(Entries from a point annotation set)

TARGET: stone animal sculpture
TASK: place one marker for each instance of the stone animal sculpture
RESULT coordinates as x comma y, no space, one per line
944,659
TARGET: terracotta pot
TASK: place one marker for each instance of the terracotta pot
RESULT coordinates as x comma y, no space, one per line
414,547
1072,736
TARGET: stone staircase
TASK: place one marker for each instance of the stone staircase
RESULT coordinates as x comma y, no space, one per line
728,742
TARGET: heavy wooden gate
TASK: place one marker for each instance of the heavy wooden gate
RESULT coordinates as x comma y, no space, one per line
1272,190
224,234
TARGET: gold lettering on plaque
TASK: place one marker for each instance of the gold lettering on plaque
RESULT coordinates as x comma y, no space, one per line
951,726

### WHAT YOU ARE ASKED TO DO
Rewrite the listing above, changing every "marker" to "point" and leaving everything else as it is.

### TASK RESPONSE
TARGET: stone animal sculpture
TASK: place one point for each instance of the stone animal sculpture
RESULT coordinates as x comma y, no space, one per line
944,659
TARGET: terracotta pot
TASK: place one point for each instance of the terracotta pot
RESULT coordinates as x comma y, no space, one per line
414,547
1072,736
TARGET: stone staircase
TASK: place one point for each instance of the stone staircase
RESULT coordinates as x comma y, no space, one per line
728,742
TARGET: heavy wooden gate
TASK: place one point for each instance of the heavy wooden gate
RESULT coordinates as x comma y, no space, one per line
1272,190
224,234
TARGET: gold lettering on plaque
TASK: place one point for each instance of the gold lettering on plaque
RESULT coordinates as x comma y, no space, one per line
951,726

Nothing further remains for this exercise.